» **RECORDS SUPPLIED**

= = = = =

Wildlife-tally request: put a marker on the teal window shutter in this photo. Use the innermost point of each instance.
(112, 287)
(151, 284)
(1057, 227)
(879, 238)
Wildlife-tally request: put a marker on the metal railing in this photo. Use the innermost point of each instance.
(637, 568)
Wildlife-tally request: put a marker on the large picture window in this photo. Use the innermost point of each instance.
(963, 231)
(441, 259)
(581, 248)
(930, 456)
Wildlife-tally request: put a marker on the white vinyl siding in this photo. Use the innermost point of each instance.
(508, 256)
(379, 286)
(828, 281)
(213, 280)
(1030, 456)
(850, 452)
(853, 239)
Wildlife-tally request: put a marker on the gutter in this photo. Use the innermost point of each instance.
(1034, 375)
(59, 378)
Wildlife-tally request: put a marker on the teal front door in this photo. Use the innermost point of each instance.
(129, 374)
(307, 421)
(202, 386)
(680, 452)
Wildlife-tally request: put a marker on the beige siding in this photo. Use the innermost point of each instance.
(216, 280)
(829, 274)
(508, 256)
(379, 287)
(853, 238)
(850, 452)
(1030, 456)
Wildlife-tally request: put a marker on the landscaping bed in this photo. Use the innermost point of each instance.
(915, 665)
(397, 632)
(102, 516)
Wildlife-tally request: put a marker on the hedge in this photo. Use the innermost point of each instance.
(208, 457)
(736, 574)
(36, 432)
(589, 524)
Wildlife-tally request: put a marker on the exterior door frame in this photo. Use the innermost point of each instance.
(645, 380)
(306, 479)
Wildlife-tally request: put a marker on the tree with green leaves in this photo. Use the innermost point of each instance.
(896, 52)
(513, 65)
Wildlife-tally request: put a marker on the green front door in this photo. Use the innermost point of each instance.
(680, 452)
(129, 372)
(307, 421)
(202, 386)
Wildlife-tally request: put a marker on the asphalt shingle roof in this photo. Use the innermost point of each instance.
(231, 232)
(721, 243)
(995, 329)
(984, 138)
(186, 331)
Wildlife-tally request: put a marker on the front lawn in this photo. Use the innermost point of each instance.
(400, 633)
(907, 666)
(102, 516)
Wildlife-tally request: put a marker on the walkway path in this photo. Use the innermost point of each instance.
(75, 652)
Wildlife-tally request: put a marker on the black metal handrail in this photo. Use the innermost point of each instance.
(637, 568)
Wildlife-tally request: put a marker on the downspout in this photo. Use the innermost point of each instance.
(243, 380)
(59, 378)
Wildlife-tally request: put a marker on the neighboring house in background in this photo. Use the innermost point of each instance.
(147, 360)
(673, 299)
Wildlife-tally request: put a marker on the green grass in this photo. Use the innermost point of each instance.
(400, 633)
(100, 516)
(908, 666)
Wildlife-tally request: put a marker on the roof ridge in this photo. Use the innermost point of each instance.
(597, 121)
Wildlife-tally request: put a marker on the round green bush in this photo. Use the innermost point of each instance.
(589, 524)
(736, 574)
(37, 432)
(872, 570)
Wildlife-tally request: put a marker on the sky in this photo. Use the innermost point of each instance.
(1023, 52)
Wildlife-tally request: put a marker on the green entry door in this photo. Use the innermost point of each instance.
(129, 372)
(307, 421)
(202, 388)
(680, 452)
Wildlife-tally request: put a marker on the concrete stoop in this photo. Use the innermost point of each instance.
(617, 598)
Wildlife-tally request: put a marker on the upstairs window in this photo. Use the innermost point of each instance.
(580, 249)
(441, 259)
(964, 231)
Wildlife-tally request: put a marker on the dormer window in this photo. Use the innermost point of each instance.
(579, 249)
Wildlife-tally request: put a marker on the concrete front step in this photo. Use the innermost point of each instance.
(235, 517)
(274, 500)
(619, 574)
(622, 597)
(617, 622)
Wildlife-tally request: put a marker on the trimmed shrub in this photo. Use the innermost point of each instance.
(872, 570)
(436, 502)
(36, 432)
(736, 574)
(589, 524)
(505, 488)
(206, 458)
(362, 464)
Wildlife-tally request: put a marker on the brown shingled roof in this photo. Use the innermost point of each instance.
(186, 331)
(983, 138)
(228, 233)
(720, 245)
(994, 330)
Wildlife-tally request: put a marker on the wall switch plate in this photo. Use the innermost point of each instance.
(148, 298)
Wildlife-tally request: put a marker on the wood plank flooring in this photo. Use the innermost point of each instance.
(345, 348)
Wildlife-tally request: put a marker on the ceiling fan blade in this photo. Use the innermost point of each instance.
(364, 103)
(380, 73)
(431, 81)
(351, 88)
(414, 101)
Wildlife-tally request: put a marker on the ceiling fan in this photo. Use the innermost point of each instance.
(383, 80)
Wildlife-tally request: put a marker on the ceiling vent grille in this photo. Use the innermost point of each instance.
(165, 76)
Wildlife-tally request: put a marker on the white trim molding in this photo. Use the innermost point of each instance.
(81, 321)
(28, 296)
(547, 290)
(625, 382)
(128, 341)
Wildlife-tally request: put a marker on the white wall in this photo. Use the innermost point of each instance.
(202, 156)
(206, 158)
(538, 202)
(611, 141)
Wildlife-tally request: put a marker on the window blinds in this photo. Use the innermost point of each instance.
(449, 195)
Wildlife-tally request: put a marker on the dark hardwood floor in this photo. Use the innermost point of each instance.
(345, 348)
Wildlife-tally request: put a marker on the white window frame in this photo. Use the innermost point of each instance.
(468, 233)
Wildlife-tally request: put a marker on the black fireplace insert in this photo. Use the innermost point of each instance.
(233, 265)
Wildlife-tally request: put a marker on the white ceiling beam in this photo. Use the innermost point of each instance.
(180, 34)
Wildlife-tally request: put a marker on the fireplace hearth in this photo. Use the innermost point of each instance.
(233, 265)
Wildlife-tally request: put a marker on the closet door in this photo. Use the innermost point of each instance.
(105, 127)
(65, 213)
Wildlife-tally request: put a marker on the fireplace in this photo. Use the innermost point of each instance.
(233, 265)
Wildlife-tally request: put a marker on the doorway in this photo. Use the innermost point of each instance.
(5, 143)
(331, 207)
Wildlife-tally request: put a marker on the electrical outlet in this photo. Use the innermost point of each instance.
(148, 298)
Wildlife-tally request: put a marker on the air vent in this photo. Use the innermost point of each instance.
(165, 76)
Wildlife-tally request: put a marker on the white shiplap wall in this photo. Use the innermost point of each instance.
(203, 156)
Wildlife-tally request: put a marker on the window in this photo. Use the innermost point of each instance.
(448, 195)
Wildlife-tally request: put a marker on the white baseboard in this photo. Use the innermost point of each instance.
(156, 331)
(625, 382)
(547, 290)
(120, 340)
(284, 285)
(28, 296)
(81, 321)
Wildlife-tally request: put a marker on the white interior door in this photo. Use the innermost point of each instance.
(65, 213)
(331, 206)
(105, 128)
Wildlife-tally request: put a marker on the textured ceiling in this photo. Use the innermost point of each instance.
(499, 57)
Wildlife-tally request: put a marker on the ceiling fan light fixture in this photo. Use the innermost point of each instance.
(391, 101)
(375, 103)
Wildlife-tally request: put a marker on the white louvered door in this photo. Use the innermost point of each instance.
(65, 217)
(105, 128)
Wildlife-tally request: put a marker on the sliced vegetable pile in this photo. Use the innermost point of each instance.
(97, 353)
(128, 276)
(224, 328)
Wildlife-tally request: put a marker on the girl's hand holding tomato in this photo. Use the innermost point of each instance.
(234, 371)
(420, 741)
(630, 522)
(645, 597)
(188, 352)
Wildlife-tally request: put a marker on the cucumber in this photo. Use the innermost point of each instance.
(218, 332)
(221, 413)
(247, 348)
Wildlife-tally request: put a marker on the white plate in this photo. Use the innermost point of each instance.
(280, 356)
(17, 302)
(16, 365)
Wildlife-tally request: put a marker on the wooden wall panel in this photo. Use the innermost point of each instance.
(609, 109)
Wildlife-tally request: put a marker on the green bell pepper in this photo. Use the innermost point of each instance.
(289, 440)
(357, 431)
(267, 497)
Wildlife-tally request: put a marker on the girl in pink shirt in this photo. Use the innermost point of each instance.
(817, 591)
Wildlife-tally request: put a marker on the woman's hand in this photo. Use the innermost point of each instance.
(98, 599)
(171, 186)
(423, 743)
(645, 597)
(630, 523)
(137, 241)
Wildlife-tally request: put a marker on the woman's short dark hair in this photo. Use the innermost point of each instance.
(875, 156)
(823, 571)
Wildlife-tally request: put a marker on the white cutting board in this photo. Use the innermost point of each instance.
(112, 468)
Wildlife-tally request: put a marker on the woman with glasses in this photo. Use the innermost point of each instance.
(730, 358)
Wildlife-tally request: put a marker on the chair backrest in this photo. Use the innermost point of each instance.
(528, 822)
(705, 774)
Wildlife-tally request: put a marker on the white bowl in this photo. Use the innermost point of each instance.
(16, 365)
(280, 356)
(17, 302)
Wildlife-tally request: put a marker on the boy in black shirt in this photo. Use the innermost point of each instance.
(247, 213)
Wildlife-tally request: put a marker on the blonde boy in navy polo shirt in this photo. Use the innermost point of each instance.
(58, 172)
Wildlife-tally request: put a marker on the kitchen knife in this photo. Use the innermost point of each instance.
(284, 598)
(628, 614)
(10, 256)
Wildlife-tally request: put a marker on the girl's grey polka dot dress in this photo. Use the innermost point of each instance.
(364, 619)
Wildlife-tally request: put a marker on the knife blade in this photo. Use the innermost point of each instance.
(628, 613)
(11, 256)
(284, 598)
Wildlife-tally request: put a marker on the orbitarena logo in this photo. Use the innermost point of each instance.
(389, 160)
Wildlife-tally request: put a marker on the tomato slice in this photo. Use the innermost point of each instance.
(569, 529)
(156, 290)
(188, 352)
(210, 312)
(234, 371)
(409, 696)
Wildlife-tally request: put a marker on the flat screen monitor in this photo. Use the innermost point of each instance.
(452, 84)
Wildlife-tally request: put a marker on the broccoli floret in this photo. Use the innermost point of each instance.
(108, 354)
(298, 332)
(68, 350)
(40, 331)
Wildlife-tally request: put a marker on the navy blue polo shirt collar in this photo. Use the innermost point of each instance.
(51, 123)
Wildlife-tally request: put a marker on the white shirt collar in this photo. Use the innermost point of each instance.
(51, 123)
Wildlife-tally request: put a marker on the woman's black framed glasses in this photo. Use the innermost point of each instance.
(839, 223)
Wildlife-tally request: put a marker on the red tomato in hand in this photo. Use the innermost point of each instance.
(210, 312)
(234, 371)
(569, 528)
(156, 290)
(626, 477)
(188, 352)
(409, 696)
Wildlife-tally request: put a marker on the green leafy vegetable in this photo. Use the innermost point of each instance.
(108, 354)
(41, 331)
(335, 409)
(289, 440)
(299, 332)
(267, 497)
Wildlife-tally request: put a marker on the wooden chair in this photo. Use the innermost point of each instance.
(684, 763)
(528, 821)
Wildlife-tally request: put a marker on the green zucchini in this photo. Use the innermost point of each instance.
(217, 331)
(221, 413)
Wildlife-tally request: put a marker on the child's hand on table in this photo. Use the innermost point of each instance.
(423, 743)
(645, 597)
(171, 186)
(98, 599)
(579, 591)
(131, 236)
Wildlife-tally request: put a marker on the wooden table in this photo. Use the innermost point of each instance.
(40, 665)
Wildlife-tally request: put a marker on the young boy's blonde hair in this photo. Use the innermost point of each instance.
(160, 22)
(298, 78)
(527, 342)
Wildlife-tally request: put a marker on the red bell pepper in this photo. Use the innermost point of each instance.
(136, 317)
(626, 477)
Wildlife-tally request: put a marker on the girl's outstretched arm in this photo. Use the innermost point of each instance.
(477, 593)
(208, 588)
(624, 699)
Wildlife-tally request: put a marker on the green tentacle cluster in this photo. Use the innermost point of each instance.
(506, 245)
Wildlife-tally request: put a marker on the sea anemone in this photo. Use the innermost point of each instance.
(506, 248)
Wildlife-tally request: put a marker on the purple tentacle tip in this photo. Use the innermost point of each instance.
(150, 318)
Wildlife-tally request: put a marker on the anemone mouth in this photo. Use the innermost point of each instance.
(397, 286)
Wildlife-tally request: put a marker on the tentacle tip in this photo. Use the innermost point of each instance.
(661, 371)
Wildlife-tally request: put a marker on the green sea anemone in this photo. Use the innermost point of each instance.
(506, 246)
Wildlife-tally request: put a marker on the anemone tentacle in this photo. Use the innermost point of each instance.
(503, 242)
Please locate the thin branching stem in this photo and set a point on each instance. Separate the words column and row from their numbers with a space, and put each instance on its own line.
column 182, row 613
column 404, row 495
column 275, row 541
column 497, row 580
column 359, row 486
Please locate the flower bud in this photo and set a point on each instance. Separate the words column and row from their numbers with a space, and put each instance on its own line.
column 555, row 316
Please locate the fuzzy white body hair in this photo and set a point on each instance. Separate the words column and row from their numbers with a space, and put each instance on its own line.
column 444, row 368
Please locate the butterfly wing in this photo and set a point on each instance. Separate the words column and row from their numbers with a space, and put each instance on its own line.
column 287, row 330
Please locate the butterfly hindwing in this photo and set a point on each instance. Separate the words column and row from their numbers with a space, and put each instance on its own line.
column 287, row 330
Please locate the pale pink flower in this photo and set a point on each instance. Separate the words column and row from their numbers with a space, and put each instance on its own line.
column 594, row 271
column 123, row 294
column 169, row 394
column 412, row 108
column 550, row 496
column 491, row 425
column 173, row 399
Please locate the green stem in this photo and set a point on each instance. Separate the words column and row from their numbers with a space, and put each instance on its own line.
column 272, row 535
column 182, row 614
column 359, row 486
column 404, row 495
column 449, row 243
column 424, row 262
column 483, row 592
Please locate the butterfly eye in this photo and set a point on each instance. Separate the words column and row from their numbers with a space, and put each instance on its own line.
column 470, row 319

= = = = =

» **WHAT IS ASKED**
Copy exactly the line containing "Please locate the pale" and every line after it, ending with the last line of the records above.

» **TASK RESPONSE**
Please locate the pale pink flower in this photo and set a point on each instance. Separate the words column and row from their numbers with a space, and put each instance on its own line.
column 594, row 271
column 123, row 294
column 169, row 394
column 412, row 108
column 550, row 496
column 491, row 425
column 173, row 399
Please locate the green stem in this photo and set a point on each instance. Separate the words column and row from their numbers with a space, and put each instance on its own line.
column 272, row 535
column 182, row 614
column 359, row 486
column 404, row 495
column 449, row 243
column 424, row 262
column 483, row 592
Please locate the butterfly eye in this photo and set a point on each instance. Separate the words column and row from their numbers with a space, and put each instance on its own line.
column 470, row 319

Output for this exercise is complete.